:: EXERCISE BRIEF ::
Without changing a thing, reproduce the entire listing and leave out its pictures.

:: PROVIDED MATERIAL ::
%%

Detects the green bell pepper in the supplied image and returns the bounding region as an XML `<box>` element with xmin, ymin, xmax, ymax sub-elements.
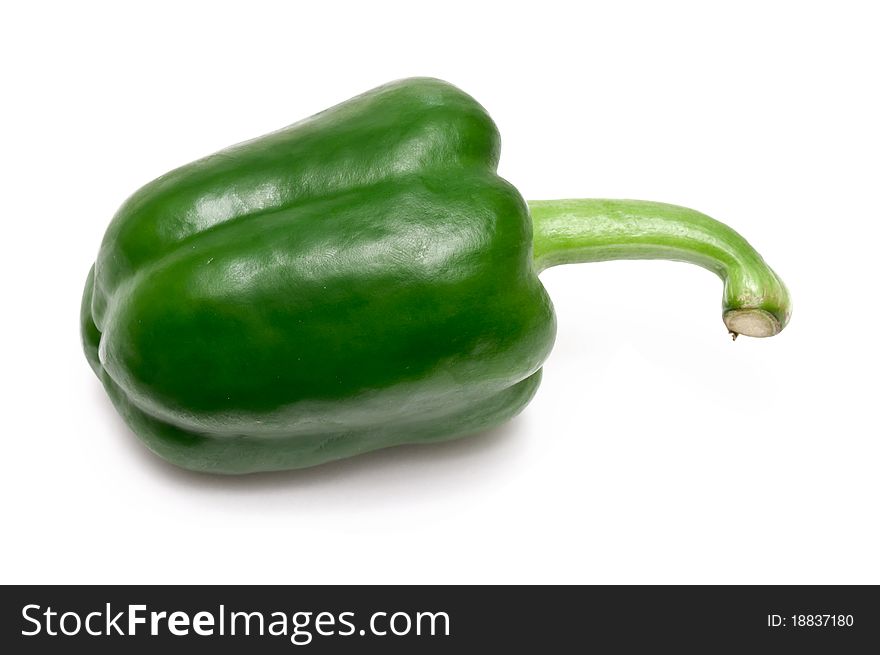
<box><xmin>81</xmin><ymin>77</ymin><xmax>790</xmax><ymax>474</ymax></box>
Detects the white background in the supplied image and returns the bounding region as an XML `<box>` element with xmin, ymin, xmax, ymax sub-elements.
<box><xmin>3</xmin><ymin>1</ymin><xmax>878</xmax><ymax>584</ymax></box>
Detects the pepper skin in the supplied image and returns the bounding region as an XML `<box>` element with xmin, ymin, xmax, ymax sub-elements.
<box><xmin>82</xmin><ymin>78</ymin><xmax>790</xmax><ymax>474</ymax></box>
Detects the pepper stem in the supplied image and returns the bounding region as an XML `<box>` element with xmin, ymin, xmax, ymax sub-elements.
<box><xmin>529</xmin><ymin>199</ymin><xmax>791</xmax><ymax>338</ymax></box>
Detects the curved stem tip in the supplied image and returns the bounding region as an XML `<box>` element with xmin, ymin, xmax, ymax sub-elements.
<box><xmin>529</xmin><ymin>199</ymin><xmax>791</xmax><ymax>338</ymax></box>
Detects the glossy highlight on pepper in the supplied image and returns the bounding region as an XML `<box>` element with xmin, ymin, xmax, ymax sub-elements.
<box><xmin>81</xmin><ymin>77</ymin><xmax>790</xmax><ymax>474</ymax></box>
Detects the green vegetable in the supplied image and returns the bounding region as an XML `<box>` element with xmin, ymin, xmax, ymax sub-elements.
<box><xmin>81</xmin><ymin>78</ymin><xmax>790</xmax><ymax>474</ymax></box>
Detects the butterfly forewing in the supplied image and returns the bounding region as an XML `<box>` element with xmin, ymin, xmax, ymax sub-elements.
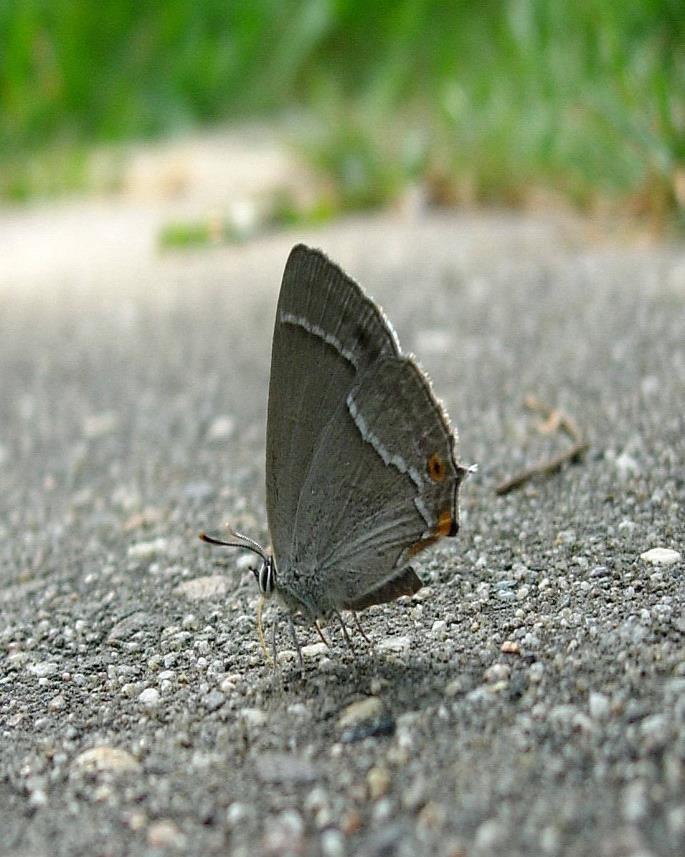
<box><xmin>266</xmin><ymin>245</ymin><xmax>399</xmax><ymax>569</ymax></box>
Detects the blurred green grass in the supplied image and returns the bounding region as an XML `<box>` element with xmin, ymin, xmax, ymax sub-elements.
<box><xmin>1</xmin><ymin>0</ymin><xmax>683</xmax><ymax>223</ymax></box>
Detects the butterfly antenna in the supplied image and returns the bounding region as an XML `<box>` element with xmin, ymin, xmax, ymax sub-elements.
<box><xmin>198</xmin><ymin>529</ymin><xmax>268</xmax><ymax>562</ymax></box>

%%

:: THE ANSWER ::
Detects the green bell pepper in the supplied image and returns the bounding region as an XML `<box>` element with xmin, ymin, xmax, ymax sub-elements.
<box><xmin>81</xmin><ymin>77</ymin><xmax>790</xmax><ymax>474</ymax></box>
Detects the white background in the supplied image and returns the bounding region as an XML `<box>` element with xmin, ymin, xmax, ymax sub-elements.
<box><xmin>3</xmin><ymin>1</ymin><xmax>878</xmax><ymax>584</ymax></box>
Detects the pepper skin in the supplied image and returns the bounding region as an XML `<box>` element with xmin, ymin, xmax, ymax sub-elements.
<box><xmin>82</xmin><ymin>78</ymin><xmax>790</xmax><ymax>474</ymax></box>
Detects the pepper stem in the supplied image and returns the bounding region as an XML `<box>` element with xmin, ymin, xmax, ymax sub-elements.
<box><xmin>529</xmin><ymin>199</ymin><xmax>791</xmax><ymax>338</ymax></box>
Detects the curved stem tip in the supplied image and returns the bounding region as an XML `<box>` element with xmin, ymin, xmax, ymax sub-elements.
<box><xmin>529</xmin><ymin>199</ymin><xmax>791</xmax><ymax>338</ymax></box>
Detects the glossy highlight on pepper in the supplied image and returns the bounding region as an XML `<box>` element with xmin, ymin, xmax, ymax sub-elements.
<box><xmin>81</xmin><ymin>77</ymin><xmax>790</xmax><ymax>474</ymax></box>
Detects the green vegetable in the supplied image and returns the bounding region as an XML `<box>` element with xmin, ymin, xmax, ymax sub-elements.
<box><xmin>81</xmin><ymin>78</ymin><xmax>790</xmax><ymax>474</ymax></box>
Detects the butterfly forewing in the supplied image and returns the bounding region as an XML `<box>` element with xmin, ymin, xmax, ymax sub-elements.
<box><xmin>266</xmin><ymin>245</ymin><xmax>399</xmax><ymax>569</ymax></box>
Detects the blurred green grass in the supplied image and returns the bounding region as an XML `<box>` element with xmin, ymin, xmax, ymax sub-elements.
<box><xmin>1</xmin><ymin>0</ymin><xmax>683</xmax><ymax>223</ymax></box>
Detects the butterfly antenna in the supplied image and returns the bounding region as an XML `<box>` element with xmin, ymin, xmax, ymax sub-elements.
<box><xmin>198</xmin><ymin>529</ymin><xmax>268</xmax><ymax>562</ymax></box>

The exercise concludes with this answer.